* begin Page extract *

Metalink Repositories: Stability Channels

Consistently representing both internal and external dependencies.

Continuing on the topic of metalink repositories, one of the biggest advantages I have found is that I no longer need to worry about complicated rules for when products should be published and what downstream components might be affected. Instead, I can focus on defining what “alpha” vs “rc” vs “stable” mean, and then downstream components consume however it’s appropriate for them.

That may sound trivial and obvious. However, I have found implementing those workflows in a product to be difficult before using metalink repositories (see Motivations for more details). Previously I might publish assets to S3, or use branches for source code, or prefixed tags in a git repository; but then you lose checksum options, or the ability to share pre-built assets, or noisy repositories. A metalink file provides a method for separating the concerns of code from distributing assets.

Before getting into a few other benefits, let’s start with an example.

Beta vs RC vs Stable

I mentioned that metalink repositories are good for separating out stability channels. For example, my openvpn-bosh-release has an artifacts branch where I publish the metalinks for my builds. I can point consumers to the branch and they can use the README.md to understand which channel is best for them.

Production environments would typically consume the stable directory. For environments I manage though I point them to earlier, less stable channels for faster feedback and “dog fooding” changes. For example:

  • personal development environment is pointed to beta to run whatever version has passed CI tests;
  • client production environment is pointed to rc to run whatever version is about to be promoted for public release; and
  • critical infrastructure is pointed to stable to run only very confident versions.

Within Concourse, environments are then able to consume releases with something like the following…

jobs:
- name: "deploy-vpn"
  plan:
  - get: "openvpn-bosh-release"
    trigger: true
  - put: "vpn-deployment"
    params:
      releases:
      - "openvpn-bosh-release/*.tgz"
resources:
- name: "openvpn-bosh-release"
  type: "metalink-repository"
  source:
    uri: "git+https://github.com/dpb587/openvpn-bosh-release.git//release/stable#artifacts"

If a channel starts to become too stable or unstable, they only need to change a path (as opposed to switching from a different resource entirely, like s3 or bosh-io-release for BOSH releases).

Internal Stability Channels

Eventually, larger teams start implementing acceptance workflows as part of adopting upstream dependency changes. For example, an operations team likely has a separate staging and production environment, and they would not immediately roll out a new dependency straight to production. At that point, you need some way to track and coordinate across environments. Historically, I have seen teams handling this manually or by having some very large, complex pipelines which need to be aware of multiple environments.

* end Page extract *

▶ _Problems_:
**1.** Reproduce the stretch of the stability channels article from "Metalink Repositories: Stability" through "appropriate for them." word for word.
**2.** Decide whether each statement agrees with the stability channels article, answering yes or no and quoting the words of the article that settle it: (a) production environments would typically consume the stable directory; (b) the personal development environment is pointed to rc; (c) openvpn-bosh-release has an artifacts branch where the metalinks for builds are published.

* begin Recorded information *

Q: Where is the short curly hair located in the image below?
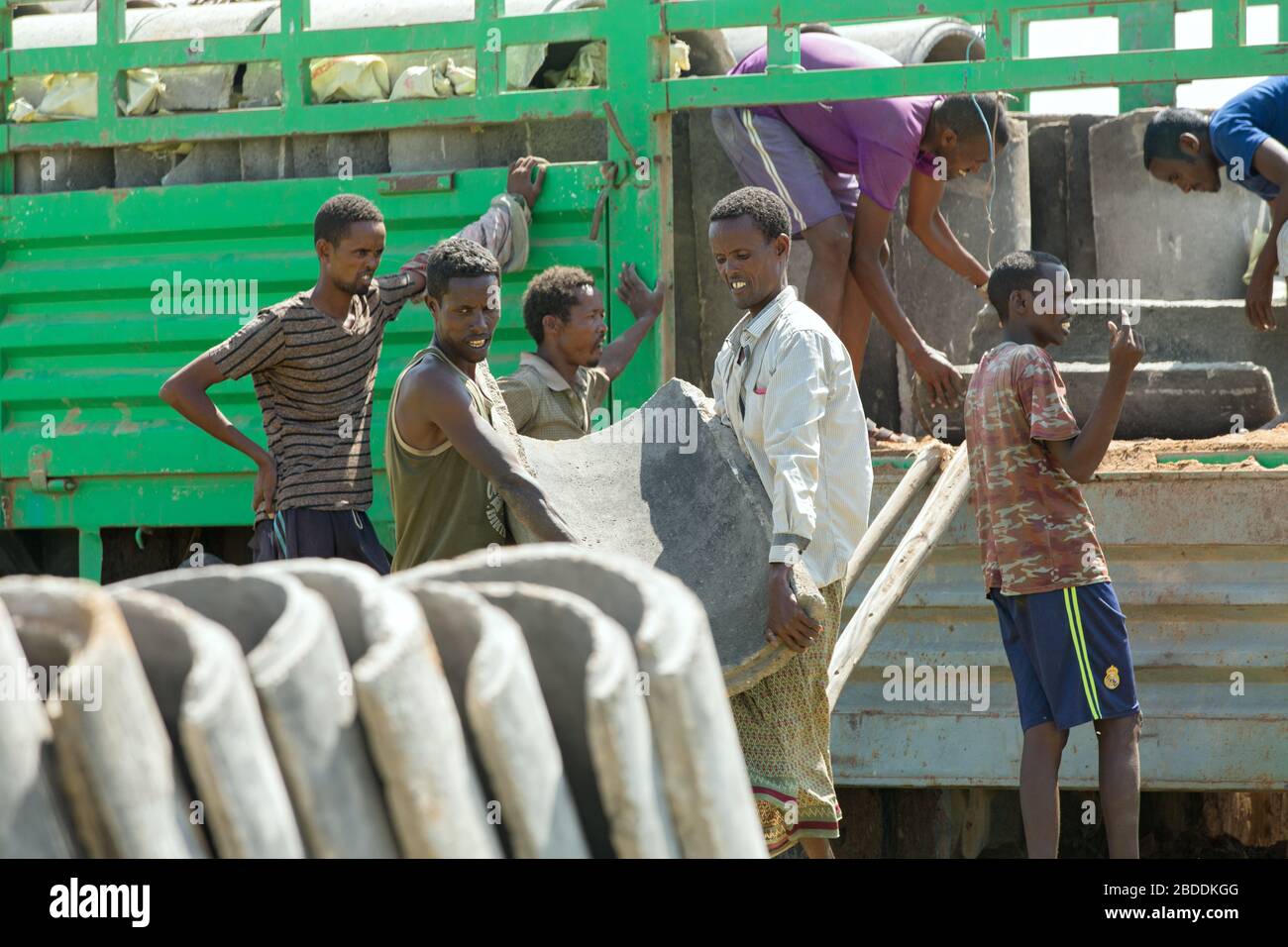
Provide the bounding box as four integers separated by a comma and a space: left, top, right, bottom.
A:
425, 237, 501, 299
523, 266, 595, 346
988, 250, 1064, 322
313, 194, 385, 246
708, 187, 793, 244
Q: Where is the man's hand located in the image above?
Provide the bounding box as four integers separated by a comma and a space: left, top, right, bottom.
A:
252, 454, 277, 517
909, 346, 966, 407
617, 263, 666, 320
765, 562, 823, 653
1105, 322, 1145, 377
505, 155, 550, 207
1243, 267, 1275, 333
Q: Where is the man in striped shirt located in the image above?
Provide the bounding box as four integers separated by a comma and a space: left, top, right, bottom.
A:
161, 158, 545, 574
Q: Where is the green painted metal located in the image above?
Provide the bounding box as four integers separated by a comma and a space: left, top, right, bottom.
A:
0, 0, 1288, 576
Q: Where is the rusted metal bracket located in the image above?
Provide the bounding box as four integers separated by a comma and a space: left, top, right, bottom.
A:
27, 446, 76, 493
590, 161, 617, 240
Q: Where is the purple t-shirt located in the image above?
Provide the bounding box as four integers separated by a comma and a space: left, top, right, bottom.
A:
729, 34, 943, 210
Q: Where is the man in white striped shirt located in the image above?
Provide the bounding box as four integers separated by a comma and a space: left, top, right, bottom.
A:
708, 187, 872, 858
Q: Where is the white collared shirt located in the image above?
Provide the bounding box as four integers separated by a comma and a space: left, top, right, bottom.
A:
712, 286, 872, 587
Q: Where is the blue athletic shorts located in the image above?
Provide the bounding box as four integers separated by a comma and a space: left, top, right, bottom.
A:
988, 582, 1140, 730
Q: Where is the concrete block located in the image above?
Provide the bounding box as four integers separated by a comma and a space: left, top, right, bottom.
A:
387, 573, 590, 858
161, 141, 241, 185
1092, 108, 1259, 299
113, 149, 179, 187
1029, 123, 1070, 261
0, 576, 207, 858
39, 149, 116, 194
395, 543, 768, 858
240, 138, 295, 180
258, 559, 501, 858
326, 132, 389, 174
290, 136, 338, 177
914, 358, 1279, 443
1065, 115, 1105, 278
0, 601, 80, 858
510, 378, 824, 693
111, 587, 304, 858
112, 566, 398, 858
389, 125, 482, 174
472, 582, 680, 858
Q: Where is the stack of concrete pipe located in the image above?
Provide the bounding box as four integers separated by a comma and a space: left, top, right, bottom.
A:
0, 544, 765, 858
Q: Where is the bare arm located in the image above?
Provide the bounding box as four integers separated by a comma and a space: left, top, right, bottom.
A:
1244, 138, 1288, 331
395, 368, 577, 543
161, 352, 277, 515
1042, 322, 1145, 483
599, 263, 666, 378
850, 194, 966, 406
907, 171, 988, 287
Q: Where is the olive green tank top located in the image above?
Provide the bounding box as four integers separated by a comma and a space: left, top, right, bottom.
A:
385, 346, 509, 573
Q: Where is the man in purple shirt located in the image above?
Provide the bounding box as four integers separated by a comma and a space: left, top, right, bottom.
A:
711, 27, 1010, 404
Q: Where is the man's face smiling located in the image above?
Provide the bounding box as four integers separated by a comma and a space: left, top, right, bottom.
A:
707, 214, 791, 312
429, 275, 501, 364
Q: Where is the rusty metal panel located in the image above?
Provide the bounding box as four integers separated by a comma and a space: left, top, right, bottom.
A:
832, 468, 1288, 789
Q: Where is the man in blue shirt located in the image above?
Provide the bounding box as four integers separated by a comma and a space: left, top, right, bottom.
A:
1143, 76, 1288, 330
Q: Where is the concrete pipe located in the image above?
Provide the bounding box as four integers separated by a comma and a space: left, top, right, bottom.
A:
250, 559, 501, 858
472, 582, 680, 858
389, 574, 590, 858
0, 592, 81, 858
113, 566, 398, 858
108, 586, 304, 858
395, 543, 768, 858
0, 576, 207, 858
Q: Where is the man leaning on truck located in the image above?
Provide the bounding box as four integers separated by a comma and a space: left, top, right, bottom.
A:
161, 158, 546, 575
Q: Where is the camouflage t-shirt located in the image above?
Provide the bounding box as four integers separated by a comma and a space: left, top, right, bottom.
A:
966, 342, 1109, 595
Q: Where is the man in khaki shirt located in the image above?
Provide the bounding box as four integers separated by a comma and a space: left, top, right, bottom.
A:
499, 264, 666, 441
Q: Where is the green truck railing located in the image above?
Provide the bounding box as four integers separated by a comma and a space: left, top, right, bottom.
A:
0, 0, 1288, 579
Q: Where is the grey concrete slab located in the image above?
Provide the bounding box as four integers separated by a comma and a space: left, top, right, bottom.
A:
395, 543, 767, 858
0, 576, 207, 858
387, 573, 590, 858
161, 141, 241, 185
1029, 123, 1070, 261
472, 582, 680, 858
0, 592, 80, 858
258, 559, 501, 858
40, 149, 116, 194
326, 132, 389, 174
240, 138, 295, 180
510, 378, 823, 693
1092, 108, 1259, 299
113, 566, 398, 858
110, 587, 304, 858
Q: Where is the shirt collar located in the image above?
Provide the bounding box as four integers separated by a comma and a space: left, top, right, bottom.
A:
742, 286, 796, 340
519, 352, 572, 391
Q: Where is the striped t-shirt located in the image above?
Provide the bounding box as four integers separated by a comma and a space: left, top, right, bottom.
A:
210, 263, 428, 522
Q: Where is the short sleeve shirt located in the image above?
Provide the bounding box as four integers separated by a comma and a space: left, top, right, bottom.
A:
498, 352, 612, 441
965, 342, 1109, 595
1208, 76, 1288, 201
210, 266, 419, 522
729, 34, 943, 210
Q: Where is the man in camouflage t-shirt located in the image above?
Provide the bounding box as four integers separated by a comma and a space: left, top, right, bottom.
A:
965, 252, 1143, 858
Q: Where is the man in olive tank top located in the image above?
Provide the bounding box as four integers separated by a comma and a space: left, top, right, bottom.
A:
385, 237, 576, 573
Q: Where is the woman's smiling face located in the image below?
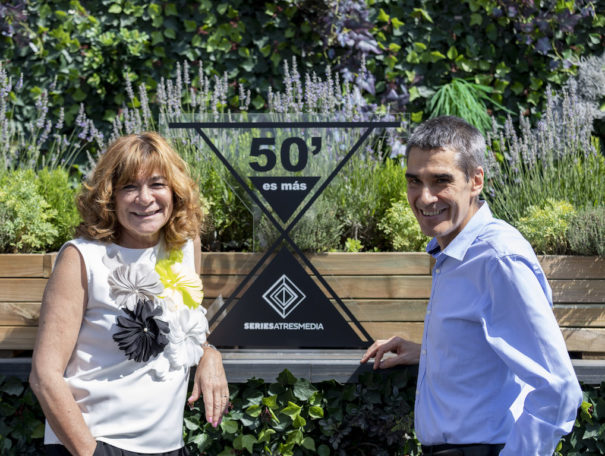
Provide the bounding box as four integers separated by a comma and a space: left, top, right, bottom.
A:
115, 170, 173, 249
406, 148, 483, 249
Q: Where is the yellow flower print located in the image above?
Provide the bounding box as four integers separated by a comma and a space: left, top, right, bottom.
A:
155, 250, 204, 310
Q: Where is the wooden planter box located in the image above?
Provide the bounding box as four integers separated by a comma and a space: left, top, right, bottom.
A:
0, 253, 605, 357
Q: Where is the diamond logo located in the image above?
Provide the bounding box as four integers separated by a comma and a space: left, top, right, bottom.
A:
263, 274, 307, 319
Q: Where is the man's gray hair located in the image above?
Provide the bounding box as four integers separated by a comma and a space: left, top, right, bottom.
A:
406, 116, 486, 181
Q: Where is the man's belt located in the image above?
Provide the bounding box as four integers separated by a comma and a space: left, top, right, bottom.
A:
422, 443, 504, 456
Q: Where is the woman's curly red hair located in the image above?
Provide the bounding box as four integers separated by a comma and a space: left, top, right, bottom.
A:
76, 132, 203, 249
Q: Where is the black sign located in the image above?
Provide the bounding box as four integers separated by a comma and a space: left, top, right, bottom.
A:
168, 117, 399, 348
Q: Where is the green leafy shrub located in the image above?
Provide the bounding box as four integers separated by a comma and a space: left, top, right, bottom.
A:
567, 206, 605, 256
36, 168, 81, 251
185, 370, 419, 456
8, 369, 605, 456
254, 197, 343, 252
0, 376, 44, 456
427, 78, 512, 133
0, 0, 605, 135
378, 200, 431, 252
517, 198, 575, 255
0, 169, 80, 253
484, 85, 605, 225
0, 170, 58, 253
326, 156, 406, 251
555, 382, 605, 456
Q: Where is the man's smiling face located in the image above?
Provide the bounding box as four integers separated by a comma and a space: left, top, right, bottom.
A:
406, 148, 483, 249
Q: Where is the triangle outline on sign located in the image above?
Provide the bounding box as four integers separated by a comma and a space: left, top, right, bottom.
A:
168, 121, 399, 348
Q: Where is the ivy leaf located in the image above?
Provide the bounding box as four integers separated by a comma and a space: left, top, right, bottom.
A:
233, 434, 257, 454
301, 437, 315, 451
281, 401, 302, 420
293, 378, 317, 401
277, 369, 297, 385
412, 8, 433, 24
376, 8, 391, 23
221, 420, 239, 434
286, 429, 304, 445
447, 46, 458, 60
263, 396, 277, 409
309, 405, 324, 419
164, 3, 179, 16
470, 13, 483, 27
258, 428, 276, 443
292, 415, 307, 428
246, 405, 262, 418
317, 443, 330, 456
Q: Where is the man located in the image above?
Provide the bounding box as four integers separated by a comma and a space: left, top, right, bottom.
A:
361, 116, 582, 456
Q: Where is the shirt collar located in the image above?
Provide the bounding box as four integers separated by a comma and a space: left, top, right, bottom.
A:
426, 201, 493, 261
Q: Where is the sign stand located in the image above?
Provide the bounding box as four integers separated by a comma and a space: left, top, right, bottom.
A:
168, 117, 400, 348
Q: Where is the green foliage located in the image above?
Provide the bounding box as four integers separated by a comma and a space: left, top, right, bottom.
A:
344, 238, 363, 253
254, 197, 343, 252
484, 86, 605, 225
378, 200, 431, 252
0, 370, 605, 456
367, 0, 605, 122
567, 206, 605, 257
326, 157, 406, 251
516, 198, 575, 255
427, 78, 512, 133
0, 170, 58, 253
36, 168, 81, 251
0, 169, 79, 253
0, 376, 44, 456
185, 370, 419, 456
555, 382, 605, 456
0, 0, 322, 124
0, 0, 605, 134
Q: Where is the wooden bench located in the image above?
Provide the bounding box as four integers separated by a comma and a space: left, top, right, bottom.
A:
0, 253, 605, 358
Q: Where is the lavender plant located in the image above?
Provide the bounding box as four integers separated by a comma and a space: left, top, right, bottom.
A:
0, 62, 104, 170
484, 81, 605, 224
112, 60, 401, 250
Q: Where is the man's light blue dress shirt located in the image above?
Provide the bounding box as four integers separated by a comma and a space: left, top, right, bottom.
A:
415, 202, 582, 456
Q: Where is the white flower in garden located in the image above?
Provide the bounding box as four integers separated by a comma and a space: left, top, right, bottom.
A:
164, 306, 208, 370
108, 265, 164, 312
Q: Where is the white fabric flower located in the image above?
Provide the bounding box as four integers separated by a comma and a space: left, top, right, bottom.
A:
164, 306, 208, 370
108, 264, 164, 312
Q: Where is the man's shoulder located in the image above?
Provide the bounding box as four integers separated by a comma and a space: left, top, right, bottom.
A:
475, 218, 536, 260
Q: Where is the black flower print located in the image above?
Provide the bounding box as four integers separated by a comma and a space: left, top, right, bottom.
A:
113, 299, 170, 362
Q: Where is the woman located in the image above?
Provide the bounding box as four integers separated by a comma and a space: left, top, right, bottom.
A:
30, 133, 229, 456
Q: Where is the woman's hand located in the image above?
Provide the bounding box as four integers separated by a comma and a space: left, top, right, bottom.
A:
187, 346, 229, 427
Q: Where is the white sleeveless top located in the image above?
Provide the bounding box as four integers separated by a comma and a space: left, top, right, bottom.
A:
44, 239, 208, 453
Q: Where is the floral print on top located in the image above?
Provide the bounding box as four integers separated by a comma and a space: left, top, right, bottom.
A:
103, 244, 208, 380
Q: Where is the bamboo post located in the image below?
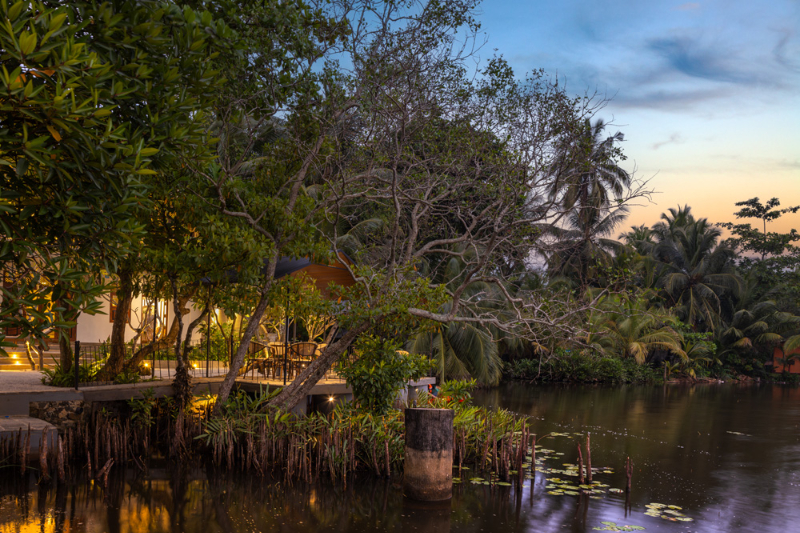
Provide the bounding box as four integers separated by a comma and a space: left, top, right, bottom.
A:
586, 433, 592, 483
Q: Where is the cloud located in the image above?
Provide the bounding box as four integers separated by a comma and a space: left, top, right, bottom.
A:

* end Recorded information *

▶ _The answers_:
**1.**
Metalink Repositories: Stability Channels

Consistently representing both internal and external dependencies.

Continuing on the topic of metalink repositories, one of the biggest advantages I have found is that I no longer need to worry about complicated rules for when products should be published and what downstream components might be affected. Instead, I can focus on defining what “alpha” vs “rc” vs “stable” mean, and then downstream components consume however it’s appropriate for them.

**2.**
(a) Yes: "Production environments would typically consume the stable directory."
(b) No: "personal development environment is pointed to beta to run whatever version has passed CI tests"
(c) Yes: "my openvpn-bosh-release has an artifacts branch where I publish the metalinks for my builds"